Reading passage Block Start

Leucokinins belong to a group of neuropeptides that affect muscle activity, especially in:

• The gut

• Malpighian tubules

• Other visceral muscles

This makes them myotropic, meaning they change muscle tone or contraction.

What is the hormone pheromone biosynthesis activating neuropeptides (PBANs) involved in in insects?

Pheromone biosynthesis (its main and defining function is activating sex pheromone biosynthesis).

What hormone do neuroendocrine brain cells release to start molting?

Prothoracicotropic hormone (PTTH).

From where is PTTH released into the hemolymph?

The corpora cardiaca or corpora allata, depending on species.

What gland does PTTH stimulate, and what does it secrete?

PTTH stimulates the prothoracic gland, which secretes ecdysone (a prohormone).

Where is ecdysone activated and what is it converted into?

Activated in target tissues, especially the epidermis, and converted into 20-hydroxyecdysone (20E).

What does 20-hydroxyecdysone (20E) do?

• Stimulates secretion of enzymes that digest the old cuticle.

• Triggers synthesis of a new cuticle.

Which hormone maintains juvenile characteristics in developing insects?

Juvenile hormone (JH).

Reading passage Block End
Data extract Block Start

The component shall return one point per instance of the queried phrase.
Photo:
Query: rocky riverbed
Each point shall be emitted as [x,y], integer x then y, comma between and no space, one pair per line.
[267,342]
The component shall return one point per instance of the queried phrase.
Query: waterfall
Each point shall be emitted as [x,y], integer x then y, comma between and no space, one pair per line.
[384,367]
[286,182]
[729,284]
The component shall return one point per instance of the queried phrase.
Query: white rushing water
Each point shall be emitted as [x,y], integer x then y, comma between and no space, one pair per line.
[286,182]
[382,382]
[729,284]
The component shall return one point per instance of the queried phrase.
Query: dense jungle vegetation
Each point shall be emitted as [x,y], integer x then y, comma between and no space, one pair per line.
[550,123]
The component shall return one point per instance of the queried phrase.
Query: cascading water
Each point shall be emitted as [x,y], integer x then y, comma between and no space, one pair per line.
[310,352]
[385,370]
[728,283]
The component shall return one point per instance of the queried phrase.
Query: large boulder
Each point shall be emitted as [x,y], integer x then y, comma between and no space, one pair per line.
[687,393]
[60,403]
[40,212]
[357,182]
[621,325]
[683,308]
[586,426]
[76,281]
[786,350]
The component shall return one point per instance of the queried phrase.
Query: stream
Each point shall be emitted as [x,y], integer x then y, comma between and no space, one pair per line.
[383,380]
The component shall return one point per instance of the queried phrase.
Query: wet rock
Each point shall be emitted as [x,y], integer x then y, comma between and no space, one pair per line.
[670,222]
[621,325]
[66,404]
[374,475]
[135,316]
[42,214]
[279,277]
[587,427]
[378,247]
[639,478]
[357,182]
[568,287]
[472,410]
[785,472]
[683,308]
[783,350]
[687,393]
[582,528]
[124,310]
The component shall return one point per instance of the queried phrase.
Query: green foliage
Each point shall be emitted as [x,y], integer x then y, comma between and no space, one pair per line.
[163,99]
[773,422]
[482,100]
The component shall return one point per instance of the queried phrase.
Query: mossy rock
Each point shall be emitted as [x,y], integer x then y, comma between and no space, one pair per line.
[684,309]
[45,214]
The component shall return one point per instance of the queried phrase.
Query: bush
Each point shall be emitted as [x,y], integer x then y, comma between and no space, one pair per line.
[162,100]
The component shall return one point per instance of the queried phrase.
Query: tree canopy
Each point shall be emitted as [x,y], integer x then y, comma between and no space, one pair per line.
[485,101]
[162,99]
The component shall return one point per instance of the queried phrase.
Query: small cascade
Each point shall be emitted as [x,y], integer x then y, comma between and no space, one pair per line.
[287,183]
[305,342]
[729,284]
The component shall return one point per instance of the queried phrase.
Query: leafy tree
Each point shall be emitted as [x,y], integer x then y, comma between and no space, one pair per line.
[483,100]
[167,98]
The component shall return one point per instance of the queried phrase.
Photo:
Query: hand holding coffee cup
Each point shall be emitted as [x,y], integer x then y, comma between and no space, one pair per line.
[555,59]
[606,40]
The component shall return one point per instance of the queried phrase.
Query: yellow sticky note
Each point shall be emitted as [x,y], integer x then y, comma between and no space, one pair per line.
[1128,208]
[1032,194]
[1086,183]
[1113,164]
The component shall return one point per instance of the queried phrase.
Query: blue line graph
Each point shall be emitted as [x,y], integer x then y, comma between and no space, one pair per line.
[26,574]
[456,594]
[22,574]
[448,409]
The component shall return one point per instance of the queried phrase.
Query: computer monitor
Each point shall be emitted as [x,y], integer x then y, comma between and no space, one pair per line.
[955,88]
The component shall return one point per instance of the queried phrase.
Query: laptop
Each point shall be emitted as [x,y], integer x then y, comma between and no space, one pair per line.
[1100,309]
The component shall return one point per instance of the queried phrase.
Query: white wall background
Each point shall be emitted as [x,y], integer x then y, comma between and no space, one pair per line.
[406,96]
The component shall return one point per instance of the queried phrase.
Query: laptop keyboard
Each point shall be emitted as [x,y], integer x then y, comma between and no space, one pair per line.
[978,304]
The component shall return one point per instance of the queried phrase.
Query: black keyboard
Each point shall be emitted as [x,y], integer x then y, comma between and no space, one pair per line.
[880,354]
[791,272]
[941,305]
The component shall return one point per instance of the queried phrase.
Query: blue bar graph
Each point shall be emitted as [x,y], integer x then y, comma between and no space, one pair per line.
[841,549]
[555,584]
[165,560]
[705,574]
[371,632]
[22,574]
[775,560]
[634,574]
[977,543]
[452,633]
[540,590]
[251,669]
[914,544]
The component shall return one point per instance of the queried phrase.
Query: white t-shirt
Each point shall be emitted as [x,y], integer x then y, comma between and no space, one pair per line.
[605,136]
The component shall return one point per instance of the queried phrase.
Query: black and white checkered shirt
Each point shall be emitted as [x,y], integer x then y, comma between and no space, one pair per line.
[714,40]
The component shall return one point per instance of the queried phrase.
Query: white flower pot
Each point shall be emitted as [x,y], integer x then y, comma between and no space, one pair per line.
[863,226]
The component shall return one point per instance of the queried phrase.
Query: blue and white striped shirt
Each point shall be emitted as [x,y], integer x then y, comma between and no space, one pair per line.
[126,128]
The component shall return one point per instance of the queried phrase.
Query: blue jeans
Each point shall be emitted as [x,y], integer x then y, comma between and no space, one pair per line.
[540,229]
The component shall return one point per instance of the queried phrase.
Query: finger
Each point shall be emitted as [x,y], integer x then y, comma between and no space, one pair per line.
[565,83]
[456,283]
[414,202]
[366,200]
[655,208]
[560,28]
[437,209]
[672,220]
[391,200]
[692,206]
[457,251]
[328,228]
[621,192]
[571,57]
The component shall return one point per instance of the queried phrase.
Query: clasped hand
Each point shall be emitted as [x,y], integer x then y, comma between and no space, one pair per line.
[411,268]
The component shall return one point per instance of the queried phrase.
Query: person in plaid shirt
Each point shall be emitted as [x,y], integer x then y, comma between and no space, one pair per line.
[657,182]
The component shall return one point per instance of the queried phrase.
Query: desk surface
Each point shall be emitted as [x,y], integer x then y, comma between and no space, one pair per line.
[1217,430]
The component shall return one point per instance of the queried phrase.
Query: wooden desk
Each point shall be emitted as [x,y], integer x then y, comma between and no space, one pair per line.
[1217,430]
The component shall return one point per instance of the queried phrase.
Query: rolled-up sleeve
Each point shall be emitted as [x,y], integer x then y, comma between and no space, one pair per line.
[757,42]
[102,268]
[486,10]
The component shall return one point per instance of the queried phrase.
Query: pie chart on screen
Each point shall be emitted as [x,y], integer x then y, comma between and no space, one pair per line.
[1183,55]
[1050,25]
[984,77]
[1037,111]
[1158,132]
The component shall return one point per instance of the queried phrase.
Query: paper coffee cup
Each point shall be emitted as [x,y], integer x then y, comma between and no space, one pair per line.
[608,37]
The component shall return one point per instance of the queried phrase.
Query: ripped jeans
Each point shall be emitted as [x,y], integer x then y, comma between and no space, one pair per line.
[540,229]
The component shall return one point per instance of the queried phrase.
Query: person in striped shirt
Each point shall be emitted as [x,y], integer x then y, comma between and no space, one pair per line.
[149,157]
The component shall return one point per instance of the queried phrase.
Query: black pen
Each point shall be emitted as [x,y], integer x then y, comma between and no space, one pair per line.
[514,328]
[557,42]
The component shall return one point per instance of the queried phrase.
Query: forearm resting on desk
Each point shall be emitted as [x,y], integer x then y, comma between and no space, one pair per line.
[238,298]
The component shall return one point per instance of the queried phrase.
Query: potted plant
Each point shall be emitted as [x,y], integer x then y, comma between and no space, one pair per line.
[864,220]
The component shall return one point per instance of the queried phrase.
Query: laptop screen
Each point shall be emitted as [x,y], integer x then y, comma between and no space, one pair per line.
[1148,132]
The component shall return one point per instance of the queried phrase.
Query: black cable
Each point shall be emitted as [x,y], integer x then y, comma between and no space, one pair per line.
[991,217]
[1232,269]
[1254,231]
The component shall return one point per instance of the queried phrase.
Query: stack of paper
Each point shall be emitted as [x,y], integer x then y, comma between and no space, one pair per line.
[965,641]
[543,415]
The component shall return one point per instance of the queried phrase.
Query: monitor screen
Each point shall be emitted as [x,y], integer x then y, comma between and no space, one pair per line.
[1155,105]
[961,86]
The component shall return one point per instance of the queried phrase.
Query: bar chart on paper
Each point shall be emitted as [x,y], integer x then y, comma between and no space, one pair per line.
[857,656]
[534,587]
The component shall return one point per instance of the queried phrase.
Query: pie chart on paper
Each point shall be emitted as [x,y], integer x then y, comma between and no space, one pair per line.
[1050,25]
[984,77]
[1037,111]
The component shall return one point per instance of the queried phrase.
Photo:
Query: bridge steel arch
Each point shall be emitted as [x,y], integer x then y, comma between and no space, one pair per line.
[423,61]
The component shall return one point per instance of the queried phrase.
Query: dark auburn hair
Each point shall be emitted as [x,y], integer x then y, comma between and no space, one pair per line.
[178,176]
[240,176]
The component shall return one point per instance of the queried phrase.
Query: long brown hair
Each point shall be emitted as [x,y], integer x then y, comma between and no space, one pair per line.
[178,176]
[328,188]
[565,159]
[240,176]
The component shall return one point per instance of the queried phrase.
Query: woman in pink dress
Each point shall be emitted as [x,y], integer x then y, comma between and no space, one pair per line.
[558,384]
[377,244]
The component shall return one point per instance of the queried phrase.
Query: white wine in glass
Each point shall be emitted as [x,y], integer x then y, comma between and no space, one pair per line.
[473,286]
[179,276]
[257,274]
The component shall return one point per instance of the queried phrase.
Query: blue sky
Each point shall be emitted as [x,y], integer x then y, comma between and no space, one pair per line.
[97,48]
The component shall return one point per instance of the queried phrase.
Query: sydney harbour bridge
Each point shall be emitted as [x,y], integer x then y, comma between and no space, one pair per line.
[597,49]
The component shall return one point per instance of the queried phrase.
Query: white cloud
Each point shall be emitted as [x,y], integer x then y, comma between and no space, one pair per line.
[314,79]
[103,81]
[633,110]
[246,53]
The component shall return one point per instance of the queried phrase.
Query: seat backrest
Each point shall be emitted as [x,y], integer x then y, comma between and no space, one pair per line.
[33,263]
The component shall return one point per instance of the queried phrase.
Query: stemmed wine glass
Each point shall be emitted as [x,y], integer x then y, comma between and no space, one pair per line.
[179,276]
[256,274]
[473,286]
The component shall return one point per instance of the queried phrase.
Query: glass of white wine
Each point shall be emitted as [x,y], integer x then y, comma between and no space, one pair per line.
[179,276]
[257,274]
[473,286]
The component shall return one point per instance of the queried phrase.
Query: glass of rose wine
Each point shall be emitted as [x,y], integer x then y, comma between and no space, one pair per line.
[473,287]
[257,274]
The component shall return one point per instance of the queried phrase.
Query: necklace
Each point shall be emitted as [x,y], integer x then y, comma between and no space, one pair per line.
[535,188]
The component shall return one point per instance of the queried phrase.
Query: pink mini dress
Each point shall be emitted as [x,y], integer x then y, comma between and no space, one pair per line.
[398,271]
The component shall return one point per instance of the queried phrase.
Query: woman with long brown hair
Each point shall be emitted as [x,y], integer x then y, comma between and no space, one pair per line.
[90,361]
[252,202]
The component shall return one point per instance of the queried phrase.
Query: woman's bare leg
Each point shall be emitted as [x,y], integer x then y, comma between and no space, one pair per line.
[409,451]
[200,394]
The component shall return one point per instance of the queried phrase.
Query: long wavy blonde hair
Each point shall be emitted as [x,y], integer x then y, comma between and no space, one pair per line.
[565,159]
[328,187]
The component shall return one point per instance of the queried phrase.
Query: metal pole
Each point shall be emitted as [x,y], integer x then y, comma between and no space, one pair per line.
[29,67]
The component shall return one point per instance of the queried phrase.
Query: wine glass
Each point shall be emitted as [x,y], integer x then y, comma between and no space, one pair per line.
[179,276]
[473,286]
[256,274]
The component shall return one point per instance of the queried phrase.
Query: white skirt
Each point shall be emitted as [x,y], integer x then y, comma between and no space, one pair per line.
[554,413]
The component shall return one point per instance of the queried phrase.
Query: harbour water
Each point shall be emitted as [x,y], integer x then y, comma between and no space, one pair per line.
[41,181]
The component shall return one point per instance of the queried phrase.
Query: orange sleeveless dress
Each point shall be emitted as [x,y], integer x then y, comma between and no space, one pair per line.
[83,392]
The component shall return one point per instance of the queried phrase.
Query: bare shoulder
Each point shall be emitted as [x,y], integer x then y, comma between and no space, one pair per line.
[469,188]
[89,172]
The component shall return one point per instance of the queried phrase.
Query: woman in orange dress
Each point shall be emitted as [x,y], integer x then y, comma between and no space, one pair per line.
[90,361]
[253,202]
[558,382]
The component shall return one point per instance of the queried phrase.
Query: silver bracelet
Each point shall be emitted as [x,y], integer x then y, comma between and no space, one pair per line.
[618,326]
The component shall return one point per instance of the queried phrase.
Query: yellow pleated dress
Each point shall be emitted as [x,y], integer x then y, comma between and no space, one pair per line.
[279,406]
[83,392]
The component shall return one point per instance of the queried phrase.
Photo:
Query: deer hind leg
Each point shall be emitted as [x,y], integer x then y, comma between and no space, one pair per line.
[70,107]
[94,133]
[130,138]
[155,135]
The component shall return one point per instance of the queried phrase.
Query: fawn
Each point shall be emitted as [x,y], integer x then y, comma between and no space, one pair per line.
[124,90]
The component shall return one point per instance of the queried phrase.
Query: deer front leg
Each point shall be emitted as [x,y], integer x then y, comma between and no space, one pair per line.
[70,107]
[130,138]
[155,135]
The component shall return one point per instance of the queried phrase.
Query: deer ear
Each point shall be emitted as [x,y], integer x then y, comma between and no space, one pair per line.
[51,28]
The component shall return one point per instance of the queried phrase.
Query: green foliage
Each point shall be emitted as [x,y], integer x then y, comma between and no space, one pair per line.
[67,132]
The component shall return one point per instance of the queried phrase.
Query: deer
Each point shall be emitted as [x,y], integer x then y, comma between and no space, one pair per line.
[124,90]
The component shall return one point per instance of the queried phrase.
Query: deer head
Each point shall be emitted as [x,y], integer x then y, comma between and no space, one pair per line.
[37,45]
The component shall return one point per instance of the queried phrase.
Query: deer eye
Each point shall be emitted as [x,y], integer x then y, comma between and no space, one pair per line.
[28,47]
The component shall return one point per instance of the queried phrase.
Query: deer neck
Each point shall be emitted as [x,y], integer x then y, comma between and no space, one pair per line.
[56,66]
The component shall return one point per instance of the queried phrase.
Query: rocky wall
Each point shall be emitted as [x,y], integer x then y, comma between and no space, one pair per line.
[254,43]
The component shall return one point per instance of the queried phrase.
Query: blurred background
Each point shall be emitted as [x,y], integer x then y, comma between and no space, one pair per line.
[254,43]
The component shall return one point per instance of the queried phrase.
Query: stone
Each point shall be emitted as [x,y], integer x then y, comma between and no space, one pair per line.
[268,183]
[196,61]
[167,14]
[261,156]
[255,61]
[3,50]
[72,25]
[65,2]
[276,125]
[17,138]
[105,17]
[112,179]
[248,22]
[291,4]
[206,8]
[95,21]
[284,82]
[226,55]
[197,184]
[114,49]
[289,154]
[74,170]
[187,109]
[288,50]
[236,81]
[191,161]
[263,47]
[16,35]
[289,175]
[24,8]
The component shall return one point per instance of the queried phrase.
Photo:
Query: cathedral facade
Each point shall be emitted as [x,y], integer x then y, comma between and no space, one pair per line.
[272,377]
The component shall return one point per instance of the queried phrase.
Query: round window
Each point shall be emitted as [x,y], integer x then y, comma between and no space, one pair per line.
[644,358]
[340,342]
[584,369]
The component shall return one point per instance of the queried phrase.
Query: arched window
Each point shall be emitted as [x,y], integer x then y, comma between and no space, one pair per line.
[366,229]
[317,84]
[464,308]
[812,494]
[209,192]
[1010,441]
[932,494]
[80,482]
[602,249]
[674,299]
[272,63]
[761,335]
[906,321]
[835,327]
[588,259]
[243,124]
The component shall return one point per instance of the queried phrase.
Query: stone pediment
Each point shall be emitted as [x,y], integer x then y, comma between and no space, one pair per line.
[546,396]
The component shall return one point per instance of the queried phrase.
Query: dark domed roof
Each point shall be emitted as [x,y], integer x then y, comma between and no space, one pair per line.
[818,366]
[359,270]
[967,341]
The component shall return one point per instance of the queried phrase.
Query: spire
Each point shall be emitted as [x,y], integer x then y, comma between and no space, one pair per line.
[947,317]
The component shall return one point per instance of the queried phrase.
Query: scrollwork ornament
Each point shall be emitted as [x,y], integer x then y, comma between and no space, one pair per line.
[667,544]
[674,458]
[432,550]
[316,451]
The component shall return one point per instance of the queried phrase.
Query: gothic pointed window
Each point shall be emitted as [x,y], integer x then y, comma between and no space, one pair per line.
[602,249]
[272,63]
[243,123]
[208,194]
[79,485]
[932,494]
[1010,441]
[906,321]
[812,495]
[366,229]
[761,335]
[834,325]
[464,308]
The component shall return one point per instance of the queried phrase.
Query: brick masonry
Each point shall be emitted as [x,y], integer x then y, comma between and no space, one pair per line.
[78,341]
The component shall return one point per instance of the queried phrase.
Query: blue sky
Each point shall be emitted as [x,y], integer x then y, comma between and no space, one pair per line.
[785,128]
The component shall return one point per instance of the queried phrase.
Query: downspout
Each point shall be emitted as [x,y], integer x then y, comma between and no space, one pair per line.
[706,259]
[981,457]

Data extract Block End

> **Task to complete**:
Reproduce the notes on insect hormones above in full, word for word and with the same line breaks.

> **Response for this exercise**:
Leucokinins belong to a group of neuropeptides that affect muscle activity, especially in:

• The gut

• Malpighian tubules

• Other visceral muscles

This makes them myotropic, meaning they change muscle tone or contraction.

What is the hormone pheromone biosynthesis activating neuropeptides (PBANs) involved in in insects?

Pheromone biosynthesis (its main and defining function is activating sex pheromone biosynthesis).

What hormone do neuroendocrine brain cells release to start molting?

Prothoracicotropic hormone (PTTH).

From where is PTTH released into the hemolymph?

The corpora cardiaca or corpora allata, depending on species.

What gland does PTTH stimulate, and what does it secrete?

PTTH stimulates the prothoracic gland, which secretes ecdysone (a prohormone).

Where is ecdysone activated and what is it converted into?

Activated in target tissues, especially the epidermis, and converted into 20-hydroxyecdysone (20E).

What does 20-hydroxyecdysone (20E) do?

• Stimulates secretion of enzymes that digest the old cuticle.

• Triggers synthesis of a new cuticle.

Which hormone maintains juvenile characteristics in developing insects?

Juvenile hormone (JH).